**TASK TO CARRY OUT:** Every line with the string "airplane" must be copied from the entries below.

**Phrase grounding data:**
━━━━━━━━━━━━━━━━
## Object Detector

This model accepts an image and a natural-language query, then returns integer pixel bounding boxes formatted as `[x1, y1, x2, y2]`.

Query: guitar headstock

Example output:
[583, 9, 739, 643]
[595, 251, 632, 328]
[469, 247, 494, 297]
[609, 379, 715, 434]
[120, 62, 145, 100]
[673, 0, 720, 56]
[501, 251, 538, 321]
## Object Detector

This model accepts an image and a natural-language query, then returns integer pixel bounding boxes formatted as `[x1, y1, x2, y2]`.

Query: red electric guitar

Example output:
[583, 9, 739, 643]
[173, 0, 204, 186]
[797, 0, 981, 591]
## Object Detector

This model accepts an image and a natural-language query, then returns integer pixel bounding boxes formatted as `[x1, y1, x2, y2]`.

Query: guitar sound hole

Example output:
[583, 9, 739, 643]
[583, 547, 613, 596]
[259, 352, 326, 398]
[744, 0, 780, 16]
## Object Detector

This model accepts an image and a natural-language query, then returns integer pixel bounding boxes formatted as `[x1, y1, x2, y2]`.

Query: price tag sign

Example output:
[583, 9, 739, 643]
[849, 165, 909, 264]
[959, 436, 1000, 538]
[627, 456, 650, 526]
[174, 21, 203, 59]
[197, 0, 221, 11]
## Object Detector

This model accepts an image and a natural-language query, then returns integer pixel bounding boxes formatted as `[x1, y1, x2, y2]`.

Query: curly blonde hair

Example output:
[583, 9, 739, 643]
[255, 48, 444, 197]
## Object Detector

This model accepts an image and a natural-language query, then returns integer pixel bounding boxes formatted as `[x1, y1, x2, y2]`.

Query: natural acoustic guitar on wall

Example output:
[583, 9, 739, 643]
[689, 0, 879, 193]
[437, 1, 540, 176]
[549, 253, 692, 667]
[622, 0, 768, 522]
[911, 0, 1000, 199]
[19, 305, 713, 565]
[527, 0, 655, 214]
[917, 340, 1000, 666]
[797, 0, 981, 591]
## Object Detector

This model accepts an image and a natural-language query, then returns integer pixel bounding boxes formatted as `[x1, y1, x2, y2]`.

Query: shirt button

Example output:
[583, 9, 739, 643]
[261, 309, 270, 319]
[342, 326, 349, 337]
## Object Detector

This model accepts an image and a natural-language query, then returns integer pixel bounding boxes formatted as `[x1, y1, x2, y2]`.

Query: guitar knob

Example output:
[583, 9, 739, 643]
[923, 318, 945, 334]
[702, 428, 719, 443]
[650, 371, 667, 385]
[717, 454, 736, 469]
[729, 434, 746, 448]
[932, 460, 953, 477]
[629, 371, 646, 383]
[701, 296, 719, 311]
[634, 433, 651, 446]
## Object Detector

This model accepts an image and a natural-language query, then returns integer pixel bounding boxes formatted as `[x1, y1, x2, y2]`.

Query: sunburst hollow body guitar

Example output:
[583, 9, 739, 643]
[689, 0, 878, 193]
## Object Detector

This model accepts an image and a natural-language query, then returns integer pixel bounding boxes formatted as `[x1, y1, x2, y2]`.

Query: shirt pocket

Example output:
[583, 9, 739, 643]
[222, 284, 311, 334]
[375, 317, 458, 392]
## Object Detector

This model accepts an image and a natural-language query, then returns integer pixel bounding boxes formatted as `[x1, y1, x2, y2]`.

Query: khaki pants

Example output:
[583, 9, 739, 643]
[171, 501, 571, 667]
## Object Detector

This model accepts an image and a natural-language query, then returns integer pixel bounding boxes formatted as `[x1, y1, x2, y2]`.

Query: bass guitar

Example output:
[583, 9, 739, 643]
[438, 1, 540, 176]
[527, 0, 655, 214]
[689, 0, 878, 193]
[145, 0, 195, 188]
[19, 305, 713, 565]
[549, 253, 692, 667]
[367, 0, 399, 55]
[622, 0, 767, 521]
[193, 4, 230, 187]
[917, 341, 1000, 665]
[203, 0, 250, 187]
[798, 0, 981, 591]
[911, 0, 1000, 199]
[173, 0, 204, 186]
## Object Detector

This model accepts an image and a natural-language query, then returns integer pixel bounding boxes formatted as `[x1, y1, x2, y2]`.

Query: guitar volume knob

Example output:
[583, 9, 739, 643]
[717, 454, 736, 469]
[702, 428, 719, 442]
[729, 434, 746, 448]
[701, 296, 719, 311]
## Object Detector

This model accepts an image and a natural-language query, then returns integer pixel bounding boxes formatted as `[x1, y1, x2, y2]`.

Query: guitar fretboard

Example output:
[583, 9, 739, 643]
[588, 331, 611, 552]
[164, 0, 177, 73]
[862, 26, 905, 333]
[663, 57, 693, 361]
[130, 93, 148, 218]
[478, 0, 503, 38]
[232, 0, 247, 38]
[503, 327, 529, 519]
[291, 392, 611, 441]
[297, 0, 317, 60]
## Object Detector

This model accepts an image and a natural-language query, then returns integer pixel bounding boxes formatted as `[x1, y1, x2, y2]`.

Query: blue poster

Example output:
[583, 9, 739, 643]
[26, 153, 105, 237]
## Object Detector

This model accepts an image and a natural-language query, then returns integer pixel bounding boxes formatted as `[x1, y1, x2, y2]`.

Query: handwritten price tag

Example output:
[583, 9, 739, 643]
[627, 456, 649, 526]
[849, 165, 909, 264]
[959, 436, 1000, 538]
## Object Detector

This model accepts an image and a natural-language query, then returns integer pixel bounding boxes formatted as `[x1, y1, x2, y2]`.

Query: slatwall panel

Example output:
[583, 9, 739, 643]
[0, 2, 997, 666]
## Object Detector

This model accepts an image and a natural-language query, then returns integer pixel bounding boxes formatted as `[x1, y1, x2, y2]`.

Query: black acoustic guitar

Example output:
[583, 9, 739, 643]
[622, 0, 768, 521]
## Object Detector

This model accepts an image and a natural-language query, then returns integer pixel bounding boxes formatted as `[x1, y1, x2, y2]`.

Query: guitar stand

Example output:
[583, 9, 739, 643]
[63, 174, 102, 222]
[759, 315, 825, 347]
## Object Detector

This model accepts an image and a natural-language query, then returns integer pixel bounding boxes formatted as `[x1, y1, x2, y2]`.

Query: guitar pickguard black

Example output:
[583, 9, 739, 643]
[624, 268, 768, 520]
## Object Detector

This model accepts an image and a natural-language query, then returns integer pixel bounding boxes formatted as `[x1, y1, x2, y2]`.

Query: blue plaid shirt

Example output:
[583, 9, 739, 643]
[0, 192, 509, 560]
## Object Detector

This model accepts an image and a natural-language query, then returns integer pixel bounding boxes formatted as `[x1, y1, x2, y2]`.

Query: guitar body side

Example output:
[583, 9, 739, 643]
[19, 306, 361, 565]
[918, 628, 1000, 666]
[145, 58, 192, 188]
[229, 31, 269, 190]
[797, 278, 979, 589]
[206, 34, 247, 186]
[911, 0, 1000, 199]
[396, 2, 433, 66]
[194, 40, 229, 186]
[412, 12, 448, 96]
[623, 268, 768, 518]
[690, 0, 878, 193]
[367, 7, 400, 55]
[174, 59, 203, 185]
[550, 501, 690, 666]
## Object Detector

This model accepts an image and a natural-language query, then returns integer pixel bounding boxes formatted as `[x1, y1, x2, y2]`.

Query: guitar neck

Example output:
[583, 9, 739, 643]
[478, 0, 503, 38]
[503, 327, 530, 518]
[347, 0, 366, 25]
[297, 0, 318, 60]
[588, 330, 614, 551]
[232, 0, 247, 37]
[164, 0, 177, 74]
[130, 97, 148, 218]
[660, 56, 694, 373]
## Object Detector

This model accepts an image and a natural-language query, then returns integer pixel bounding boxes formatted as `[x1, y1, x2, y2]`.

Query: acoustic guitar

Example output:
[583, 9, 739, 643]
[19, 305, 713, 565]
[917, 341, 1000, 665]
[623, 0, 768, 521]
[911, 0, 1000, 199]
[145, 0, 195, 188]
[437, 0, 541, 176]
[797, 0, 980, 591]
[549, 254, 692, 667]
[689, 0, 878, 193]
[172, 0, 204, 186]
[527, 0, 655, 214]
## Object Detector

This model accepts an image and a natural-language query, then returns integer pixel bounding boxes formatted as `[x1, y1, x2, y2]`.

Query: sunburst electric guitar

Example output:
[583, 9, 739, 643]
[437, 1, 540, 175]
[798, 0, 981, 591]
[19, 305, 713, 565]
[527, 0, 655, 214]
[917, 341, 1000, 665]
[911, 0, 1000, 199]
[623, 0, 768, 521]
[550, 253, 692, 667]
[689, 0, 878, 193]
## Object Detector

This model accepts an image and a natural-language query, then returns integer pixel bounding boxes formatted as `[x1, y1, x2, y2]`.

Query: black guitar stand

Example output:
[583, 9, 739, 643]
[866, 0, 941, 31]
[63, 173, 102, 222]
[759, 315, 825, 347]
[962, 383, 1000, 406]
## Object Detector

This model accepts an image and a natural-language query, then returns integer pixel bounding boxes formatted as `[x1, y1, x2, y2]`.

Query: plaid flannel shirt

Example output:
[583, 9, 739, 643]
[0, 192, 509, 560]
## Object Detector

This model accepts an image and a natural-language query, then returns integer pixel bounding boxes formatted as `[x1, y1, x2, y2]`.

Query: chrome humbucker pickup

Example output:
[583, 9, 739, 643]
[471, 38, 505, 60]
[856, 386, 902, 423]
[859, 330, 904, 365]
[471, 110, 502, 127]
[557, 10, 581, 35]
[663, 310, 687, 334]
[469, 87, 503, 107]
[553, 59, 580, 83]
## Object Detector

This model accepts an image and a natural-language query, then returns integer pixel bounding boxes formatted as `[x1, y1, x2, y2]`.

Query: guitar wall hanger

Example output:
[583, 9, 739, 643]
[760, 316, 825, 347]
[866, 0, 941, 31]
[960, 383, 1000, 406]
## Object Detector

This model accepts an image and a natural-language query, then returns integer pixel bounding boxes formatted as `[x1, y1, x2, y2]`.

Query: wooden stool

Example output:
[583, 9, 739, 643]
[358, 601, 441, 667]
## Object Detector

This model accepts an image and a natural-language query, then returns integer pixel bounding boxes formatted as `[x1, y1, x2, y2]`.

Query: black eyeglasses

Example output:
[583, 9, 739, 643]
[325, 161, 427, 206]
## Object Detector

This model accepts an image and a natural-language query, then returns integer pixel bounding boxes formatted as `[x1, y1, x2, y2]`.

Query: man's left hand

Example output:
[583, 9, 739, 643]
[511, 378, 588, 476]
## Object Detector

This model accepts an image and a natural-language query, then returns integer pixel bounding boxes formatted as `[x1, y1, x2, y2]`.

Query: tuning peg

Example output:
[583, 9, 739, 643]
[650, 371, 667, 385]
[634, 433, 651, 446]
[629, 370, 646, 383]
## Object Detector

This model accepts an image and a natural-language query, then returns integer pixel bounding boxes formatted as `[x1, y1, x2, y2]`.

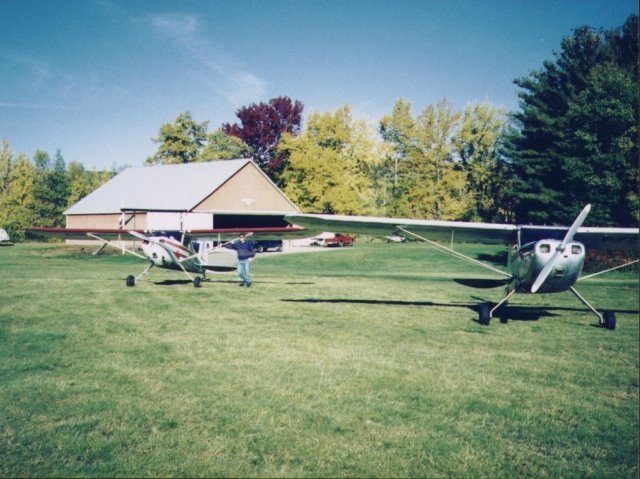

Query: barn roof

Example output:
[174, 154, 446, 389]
[65, 159, 267, 215]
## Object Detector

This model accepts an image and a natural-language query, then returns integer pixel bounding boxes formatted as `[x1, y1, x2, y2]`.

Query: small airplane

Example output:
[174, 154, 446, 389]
[285, 204, 639, 330]
[28, 226, 309, 288]
[0, 228, 13, 246]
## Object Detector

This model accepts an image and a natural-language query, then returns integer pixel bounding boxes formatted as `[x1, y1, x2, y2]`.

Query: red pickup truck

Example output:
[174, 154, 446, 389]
[314, 233, 355, 247]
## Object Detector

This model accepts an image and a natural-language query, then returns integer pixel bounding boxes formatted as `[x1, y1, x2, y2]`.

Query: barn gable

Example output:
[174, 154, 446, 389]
[195, 161, 298, 213]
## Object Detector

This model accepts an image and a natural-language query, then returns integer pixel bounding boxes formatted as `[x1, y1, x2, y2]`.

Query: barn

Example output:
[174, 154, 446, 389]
[65, 159, 300, 232]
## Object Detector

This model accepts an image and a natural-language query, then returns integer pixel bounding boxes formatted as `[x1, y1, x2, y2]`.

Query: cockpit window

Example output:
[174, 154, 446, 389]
[539, 243, 551, 253]
[571, 245, 582, 254]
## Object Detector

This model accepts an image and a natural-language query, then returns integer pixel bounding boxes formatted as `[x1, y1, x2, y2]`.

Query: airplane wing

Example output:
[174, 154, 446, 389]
[285, 214, 639, 250]
[28, 226, 312, 242]
[185, 226, 314, 241]
[520, 226, 638, 251]
[285, 214, 518, 245]
[27, 228, 143, 241]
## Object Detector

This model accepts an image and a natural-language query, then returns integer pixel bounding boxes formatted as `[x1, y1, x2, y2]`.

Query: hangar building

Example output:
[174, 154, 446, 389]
[65, 159, 300, 231]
━━━━━━━━━━━━━━━━
**SOLUTION TO THIS EXERCISE:**
Query: small airplane
Query: airplane wing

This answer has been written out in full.